Given instruction
Take the line that contains "In this exercise you will mark each instance of the sunset" as the first line and the last line of the material below as the final one; reproduce exactly the lines between, inclusive.

(begin)

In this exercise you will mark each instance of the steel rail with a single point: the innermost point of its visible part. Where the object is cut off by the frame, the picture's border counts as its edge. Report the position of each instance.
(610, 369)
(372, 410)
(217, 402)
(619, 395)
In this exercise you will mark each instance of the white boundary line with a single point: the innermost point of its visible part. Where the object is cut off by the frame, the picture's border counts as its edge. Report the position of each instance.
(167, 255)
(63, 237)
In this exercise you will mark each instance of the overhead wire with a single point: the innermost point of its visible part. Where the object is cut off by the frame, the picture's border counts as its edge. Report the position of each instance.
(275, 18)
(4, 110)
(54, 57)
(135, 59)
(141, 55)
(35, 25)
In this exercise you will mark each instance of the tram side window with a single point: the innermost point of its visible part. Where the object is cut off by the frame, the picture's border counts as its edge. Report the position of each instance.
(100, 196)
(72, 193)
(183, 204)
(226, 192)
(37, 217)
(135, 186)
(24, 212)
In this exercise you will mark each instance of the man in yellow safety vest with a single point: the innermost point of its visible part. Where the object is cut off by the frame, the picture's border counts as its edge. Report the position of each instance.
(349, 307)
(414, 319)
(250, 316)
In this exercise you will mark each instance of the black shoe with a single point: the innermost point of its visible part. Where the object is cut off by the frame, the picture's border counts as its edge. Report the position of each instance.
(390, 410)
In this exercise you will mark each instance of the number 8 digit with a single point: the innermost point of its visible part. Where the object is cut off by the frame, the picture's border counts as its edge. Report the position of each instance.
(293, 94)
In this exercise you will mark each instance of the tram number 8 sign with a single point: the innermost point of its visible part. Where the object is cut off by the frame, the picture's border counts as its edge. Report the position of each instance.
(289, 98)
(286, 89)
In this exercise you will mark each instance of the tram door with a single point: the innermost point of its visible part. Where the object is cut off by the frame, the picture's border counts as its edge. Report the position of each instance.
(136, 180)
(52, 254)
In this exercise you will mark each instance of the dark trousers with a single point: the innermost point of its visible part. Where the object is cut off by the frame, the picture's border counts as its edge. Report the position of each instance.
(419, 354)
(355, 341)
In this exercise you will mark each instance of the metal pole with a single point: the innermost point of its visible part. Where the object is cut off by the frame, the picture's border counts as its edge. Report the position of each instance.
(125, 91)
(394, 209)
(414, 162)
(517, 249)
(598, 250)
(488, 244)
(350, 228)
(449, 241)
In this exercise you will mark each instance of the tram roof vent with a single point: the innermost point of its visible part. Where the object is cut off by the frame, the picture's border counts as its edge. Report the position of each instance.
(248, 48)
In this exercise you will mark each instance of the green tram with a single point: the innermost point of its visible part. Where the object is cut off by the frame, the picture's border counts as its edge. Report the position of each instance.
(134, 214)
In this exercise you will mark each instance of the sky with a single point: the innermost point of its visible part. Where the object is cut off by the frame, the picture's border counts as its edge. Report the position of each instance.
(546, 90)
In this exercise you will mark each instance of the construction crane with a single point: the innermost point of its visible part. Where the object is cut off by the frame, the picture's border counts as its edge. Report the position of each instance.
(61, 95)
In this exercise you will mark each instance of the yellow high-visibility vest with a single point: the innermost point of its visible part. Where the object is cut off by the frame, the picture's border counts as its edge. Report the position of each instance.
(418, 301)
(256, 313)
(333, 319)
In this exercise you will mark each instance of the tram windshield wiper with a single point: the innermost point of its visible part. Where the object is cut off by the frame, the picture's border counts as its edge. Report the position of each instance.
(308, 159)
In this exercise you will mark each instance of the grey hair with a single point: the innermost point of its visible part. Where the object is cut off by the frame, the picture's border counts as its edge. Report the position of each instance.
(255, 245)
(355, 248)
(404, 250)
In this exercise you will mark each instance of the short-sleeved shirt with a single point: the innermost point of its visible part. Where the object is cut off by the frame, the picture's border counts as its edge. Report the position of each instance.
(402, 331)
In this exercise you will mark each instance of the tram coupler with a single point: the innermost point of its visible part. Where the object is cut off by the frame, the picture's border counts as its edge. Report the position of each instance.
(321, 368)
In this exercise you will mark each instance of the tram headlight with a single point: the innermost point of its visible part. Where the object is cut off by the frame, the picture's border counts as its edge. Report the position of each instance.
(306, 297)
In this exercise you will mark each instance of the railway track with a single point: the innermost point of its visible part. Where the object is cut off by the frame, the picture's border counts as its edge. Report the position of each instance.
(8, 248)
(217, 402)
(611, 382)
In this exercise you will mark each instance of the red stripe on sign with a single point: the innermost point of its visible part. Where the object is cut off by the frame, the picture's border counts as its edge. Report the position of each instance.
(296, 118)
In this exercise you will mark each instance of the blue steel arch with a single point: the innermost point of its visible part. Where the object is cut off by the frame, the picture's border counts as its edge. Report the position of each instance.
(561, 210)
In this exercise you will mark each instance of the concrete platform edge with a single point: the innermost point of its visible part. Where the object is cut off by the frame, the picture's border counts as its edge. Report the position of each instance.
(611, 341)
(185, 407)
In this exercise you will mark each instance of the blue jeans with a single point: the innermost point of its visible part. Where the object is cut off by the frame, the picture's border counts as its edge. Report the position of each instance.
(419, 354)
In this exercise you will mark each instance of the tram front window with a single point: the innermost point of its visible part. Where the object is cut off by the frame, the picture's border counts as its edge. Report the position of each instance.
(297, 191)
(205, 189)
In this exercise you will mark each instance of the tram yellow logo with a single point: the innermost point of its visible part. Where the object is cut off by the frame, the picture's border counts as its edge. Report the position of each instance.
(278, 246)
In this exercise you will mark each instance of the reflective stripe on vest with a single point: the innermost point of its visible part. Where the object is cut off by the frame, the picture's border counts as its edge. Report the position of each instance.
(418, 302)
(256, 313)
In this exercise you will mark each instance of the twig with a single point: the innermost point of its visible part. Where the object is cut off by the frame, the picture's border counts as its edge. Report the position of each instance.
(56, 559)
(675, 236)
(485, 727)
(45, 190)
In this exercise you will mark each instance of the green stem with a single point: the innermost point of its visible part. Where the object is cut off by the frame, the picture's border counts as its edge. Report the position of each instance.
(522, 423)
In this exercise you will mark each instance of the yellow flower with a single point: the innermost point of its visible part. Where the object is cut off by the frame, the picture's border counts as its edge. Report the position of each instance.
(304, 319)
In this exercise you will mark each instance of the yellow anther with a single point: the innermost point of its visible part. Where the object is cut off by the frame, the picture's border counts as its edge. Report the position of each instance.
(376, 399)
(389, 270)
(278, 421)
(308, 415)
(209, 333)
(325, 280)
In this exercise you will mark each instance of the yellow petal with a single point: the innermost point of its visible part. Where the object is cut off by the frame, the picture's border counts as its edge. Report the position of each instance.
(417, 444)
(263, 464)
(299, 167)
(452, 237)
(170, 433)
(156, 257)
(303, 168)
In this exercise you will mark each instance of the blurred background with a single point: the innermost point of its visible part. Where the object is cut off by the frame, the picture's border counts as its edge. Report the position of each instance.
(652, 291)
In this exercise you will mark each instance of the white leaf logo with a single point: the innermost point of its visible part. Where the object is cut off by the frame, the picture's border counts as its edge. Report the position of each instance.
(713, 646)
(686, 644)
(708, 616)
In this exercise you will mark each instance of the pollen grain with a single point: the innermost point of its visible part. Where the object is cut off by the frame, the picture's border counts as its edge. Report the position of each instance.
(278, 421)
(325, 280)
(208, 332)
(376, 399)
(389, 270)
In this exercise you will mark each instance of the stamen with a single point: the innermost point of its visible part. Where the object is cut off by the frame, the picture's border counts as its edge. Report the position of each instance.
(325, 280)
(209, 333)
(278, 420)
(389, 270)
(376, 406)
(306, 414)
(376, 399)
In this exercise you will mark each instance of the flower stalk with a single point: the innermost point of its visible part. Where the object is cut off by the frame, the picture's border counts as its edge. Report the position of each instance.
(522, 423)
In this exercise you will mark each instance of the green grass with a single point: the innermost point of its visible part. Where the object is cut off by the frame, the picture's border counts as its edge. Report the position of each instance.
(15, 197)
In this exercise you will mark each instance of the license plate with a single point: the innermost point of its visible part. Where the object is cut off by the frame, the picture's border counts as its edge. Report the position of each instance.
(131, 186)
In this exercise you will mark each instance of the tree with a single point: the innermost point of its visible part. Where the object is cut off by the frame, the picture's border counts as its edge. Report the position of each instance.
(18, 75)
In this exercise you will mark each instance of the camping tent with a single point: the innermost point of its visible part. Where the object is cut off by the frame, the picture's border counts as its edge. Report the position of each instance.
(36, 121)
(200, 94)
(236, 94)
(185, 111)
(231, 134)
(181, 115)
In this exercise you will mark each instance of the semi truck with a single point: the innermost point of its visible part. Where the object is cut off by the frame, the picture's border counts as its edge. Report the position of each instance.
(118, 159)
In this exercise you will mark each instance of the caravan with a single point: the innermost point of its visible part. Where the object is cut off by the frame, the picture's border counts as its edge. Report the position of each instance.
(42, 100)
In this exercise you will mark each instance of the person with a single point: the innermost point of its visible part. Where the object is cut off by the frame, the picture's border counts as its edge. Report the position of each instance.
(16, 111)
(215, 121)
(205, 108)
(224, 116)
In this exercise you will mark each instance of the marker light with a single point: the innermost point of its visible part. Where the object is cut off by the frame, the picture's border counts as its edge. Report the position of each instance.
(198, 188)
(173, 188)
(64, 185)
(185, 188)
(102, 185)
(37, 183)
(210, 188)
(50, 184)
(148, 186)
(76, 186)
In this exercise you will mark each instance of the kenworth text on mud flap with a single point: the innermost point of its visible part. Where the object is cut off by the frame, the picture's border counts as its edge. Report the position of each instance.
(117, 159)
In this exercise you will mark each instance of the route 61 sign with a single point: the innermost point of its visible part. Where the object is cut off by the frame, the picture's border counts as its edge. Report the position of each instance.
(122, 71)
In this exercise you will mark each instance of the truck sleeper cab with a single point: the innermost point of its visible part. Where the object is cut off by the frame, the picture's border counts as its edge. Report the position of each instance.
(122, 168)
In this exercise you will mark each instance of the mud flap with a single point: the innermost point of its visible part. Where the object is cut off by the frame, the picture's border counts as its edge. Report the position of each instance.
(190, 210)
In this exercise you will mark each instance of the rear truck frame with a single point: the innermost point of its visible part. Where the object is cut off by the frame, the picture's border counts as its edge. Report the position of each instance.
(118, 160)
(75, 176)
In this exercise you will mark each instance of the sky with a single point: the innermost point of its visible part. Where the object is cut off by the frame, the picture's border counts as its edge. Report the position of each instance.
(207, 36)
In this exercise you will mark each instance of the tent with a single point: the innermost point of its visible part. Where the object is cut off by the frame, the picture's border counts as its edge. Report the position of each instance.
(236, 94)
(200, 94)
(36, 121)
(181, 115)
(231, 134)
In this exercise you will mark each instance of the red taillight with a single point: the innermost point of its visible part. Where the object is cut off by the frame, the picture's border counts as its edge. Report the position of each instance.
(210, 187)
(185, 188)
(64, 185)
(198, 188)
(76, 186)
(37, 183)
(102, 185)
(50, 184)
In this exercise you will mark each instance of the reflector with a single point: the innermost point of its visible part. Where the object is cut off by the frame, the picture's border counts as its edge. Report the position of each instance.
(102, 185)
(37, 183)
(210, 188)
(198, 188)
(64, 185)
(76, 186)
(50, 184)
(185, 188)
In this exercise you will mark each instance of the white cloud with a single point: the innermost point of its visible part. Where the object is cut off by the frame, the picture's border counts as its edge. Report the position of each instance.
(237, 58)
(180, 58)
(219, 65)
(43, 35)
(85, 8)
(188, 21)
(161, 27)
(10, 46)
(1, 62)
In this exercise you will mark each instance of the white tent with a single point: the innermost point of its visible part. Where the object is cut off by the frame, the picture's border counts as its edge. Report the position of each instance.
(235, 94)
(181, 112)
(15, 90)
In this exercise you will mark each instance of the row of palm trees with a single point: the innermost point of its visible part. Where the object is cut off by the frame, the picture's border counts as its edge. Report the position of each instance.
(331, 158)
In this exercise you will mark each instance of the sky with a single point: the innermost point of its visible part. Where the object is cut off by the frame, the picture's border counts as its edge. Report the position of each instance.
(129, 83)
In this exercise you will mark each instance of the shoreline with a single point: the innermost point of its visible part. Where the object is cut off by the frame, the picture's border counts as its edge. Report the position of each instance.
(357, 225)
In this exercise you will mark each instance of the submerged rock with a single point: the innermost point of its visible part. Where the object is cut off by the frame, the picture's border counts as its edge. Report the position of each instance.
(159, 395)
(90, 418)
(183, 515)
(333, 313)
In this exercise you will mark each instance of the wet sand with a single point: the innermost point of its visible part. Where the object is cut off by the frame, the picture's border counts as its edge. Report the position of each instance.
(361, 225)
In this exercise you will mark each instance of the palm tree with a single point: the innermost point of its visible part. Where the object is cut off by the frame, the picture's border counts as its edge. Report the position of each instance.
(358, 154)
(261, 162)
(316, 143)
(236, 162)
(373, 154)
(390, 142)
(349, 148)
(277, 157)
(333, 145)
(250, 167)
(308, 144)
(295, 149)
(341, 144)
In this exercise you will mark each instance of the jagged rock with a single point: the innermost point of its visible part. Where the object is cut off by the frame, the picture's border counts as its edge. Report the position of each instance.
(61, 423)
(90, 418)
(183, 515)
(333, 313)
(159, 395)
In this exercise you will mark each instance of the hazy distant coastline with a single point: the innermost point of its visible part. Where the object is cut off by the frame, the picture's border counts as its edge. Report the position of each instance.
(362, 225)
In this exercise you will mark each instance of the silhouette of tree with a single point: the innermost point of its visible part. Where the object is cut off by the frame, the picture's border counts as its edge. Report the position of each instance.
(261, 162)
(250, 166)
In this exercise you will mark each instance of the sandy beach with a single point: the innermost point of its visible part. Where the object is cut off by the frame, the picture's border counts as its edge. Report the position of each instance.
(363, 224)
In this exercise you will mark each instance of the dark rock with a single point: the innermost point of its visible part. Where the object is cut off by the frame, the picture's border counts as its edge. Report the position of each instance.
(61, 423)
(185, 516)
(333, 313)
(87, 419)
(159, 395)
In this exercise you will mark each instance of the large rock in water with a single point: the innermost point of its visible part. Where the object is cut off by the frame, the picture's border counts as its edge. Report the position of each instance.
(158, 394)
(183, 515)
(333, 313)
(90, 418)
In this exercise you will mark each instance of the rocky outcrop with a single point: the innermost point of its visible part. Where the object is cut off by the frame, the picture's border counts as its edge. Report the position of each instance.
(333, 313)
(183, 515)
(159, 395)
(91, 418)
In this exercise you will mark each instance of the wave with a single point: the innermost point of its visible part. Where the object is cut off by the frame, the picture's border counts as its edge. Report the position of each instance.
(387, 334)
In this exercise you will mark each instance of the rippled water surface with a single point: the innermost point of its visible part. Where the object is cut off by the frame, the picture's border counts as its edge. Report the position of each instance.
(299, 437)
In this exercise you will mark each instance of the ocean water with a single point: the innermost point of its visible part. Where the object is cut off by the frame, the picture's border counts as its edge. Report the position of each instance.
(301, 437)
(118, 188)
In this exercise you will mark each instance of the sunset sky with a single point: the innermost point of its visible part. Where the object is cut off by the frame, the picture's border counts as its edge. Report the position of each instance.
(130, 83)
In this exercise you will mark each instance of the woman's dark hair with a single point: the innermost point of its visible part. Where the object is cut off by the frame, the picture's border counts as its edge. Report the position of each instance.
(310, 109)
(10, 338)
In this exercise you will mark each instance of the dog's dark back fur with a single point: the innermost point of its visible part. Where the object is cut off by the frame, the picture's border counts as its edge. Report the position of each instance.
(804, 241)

(end)

Result
In this exercise you will mark each instance of the sunset sky with a single point: the innermost point of its visible part. Where the object is cut off by the frame, the picture's border counts as its edge. Report the position of each instance.
(130, 83)
In this exercise you will mark each instance of the woman's dark hair with a single point: the innermost point of its visible part. Where the object is cut off by the frame, the picture's border counts as its edge. Report the position of each instance.
(310, 109)
(10, 338)
In this exercise you will mark each instance of the dog's dark back fur with a single point: the innermost point of its visible part. Where the object is cut off by the frame, the picture's border counts as its edge. Report the position of each instance.
(804, 241)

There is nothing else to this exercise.